→ Segmentation mask data:
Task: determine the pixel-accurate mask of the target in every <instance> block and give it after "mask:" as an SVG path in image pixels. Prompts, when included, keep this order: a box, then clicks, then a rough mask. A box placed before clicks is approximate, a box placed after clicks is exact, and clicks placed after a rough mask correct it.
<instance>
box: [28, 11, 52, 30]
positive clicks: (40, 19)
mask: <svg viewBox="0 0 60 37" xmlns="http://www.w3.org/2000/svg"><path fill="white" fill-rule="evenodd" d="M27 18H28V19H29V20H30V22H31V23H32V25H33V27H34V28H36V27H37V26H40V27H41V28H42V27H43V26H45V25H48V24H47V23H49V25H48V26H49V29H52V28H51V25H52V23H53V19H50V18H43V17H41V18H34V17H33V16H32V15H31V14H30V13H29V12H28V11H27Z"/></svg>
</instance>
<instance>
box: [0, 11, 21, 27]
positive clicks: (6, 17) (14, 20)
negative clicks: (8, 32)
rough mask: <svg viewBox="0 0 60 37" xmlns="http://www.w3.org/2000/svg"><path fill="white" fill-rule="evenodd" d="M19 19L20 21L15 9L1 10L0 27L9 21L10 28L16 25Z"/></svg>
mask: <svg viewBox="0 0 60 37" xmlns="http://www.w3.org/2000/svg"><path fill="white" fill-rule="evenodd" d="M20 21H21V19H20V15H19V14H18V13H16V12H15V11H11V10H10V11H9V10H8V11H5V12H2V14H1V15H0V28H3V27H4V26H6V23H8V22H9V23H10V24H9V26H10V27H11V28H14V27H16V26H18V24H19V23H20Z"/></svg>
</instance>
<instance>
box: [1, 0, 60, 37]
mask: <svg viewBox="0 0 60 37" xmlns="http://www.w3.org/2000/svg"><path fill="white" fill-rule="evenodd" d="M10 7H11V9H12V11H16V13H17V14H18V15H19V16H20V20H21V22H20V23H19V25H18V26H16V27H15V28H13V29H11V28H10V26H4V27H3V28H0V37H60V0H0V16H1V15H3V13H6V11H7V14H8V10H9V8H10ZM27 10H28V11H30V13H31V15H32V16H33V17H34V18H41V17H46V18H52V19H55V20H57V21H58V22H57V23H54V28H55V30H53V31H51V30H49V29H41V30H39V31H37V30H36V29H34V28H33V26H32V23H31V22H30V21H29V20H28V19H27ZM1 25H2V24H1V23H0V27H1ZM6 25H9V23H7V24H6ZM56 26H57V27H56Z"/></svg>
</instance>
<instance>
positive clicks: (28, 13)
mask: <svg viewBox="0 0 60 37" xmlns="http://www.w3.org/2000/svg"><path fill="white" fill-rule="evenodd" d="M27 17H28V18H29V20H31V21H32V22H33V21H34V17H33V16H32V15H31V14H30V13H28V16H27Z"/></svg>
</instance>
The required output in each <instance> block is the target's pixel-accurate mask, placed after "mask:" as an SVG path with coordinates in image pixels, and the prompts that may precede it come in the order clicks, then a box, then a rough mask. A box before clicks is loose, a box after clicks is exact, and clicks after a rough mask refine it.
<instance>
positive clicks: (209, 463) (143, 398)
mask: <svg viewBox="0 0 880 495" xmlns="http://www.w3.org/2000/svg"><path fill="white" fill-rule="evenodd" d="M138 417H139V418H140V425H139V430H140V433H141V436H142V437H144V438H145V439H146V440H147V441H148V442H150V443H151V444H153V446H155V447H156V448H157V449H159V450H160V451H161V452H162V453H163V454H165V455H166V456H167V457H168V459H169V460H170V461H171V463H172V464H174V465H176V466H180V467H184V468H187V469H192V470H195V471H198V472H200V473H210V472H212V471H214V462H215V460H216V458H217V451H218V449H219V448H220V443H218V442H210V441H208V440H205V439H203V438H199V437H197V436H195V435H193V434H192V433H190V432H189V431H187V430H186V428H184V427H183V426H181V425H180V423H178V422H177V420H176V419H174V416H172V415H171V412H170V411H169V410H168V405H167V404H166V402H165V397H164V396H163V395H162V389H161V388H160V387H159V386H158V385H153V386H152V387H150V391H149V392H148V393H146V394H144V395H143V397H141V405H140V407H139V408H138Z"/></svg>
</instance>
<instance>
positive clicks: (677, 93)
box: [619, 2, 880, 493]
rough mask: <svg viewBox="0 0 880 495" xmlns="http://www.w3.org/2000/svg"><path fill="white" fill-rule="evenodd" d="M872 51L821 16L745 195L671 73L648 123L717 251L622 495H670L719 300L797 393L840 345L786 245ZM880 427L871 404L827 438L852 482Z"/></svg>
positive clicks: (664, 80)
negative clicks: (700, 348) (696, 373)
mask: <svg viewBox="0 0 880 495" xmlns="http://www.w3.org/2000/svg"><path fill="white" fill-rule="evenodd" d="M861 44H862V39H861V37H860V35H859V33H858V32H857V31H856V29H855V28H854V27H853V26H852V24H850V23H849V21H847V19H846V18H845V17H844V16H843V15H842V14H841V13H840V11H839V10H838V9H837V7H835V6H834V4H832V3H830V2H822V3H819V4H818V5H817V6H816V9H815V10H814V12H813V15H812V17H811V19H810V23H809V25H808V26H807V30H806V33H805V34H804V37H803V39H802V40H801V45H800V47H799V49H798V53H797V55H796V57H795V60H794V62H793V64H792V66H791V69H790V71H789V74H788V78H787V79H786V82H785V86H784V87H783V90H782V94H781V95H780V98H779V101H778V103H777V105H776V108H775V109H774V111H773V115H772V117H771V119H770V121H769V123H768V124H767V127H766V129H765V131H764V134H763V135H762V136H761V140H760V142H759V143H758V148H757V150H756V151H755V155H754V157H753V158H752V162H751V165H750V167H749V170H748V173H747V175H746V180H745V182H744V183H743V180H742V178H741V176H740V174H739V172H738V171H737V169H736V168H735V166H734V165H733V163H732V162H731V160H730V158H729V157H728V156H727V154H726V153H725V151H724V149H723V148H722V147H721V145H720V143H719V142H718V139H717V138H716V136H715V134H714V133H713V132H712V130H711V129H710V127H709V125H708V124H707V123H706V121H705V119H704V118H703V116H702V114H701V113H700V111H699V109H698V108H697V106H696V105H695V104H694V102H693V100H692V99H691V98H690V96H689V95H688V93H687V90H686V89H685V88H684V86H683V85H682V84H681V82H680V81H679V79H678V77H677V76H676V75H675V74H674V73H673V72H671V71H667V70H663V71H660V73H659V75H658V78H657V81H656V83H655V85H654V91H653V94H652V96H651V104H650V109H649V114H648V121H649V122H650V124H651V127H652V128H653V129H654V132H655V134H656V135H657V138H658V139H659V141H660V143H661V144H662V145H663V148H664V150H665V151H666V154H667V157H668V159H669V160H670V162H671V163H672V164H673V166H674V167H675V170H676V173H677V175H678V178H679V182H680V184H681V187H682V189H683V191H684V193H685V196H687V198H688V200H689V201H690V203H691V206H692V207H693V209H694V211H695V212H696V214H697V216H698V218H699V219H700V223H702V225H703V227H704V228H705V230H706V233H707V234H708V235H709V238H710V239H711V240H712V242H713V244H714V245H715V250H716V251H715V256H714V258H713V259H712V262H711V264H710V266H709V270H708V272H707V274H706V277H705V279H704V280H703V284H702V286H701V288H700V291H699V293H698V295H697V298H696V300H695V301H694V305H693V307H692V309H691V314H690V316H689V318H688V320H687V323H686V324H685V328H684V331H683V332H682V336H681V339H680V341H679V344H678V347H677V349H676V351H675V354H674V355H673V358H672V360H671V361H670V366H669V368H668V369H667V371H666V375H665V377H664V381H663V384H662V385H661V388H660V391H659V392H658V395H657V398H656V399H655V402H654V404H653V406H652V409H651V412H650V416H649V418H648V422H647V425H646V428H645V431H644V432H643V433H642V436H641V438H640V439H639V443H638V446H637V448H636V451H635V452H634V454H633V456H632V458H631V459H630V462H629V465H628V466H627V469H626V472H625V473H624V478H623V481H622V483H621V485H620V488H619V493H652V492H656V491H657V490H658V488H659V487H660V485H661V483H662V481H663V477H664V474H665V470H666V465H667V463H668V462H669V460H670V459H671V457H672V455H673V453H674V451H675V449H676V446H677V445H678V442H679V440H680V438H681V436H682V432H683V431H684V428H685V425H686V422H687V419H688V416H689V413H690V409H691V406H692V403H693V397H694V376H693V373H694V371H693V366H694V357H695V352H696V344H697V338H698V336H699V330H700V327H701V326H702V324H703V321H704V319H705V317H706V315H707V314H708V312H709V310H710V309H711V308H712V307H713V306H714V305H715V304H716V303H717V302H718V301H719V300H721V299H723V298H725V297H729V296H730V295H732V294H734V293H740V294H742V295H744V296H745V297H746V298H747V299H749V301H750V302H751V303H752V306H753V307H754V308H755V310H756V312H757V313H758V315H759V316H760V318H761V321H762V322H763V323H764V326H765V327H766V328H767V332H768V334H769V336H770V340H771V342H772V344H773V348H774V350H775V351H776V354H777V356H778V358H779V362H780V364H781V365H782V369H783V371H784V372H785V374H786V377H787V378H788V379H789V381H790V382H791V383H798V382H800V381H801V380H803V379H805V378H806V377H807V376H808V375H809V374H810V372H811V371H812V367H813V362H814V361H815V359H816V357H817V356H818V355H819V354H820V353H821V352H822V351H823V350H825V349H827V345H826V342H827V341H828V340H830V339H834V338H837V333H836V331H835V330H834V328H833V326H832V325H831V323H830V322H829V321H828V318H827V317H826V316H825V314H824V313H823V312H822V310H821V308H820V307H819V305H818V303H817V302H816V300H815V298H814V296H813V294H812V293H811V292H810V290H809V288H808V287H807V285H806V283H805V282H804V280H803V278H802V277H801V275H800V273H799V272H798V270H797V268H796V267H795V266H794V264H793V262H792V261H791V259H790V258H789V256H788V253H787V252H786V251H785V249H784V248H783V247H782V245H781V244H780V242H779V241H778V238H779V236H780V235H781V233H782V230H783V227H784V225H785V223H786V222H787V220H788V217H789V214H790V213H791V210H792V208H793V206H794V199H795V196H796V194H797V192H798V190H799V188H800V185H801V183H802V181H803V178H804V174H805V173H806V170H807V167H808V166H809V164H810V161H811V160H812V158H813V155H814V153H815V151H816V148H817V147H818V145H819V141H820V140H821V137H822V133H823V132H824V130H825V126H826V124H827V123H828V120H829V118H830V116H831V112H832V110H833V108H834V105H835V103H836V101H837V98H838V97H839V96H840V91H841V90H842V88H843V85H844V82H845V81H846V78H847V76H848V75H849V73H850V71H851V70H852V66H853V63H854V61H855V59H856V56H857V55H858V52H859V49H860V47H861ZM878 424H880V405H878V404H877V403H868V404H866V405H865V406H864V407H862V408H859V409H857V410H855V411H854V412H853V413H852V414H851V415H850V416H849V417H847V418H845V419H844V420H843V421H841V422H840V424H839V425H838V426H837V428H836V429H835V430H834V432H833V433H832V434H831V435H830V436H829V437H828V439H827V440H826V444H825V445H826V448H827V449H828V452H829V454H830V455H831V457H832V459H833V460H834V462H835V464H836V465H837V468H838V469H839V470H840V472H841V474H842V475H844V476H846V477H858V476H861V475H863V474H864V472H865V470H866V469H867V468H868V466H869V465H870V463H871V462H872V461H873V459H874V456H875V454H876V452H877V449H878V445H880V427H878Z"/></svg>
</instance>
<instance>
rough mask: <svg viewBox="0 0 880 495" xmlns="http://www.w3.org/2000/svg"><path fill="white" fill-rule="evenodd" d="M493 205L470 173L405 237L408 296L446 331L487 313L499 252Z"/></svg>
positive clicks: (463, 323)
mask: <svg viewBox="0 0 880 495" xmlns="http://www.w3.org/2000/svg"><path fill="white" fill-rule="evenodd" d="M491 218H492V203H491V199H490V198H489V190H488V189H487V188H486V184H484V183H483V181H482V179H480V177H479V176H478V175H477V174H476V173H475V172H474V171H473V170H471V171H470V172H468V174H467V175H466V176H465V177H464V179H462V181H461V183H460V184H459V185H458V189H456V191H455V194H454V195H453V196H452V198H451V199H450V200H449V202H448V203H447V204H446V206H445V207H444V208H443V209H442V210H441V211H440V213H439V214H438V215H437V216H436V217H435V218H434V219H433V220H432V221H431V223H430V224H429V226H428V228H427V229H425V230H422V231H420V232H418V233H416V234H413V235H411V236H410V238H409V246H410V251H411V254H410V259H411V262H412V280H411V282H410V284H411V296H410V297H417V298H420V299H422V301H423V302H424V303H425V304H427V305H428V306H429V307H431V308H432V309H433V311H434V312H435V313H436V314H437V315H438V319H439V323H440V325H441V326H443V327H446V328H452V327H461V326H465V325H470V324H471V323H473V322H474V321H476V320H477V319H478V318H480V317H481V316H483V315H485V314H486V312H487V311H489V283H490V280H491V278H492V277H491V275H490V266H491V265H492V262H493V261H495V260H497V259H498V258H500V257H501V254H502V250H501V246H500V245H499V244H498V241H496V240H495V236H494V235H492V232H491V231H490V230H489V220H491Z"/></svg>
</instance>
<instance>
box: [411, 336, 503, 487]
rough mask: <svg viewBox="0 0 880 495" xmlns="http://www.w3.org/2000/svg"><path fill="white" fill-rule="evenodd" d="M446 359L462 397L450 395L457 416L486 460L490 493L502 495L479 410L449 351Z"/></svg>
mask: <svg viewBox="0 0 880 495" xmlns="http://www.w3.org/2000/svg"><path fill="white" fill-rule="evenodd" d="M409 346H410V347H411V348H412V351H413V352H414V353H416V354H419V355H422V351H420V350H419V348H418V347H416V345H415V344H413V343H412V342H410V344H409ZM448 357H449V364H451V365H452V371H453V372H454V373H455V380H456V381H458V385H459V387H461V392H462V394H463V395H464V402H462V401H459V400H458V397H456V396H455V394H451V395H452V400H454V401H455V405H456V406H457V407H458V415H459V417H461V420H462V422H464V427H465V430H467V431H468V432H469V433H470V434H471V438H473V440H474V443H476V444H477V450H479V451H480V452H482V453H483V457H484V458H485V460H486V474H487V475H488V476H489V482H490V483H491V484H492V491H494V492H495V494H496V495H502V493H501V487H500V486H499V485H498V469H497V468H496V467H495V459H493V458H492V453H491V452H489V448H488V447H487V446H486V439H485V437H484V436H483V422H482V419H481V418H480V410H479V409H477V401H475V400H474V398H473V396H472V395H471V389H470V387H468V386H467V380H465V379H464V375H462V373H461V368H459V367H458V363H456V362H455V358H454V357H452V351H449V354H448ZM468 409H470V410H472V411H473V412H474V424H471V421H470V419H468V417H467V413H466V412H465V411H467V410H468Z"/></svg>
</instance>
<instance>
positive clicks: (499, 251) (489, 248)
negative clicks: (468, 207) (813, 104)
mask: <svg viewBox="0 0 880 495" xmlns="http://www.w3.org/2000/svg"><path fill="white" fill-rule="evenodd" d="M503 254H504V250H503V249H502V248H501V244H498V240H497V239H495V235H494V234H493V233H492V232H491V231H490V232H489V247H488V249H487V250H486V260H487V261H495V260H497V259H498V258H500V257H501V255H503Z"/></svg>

→ What you should do:
The lines you return should be those above that contain the word "placed", every one of them.

→ Problem solution:
Task: determine the pixel-accurate mask of the target in every <instance> block and give it after "mask:" as an SVG path in image pixels. Prompts, when included, keep this order: a box, then clicks, then a rough mask. A box placed before clicks is approximate, a box placed after clicks is exact, and clicks placed after a rough mask correct it.
The required output in each <instance> block is the target's pixel-accurate mask, placed after "mask:" as an SVG path with coordinates in image pixels, and the prompts that may precede it come in the order clicks, then a box, then a rough mask. A box before clicks is loose, a box after clicks is exact, and clicks after a rough mask refine it.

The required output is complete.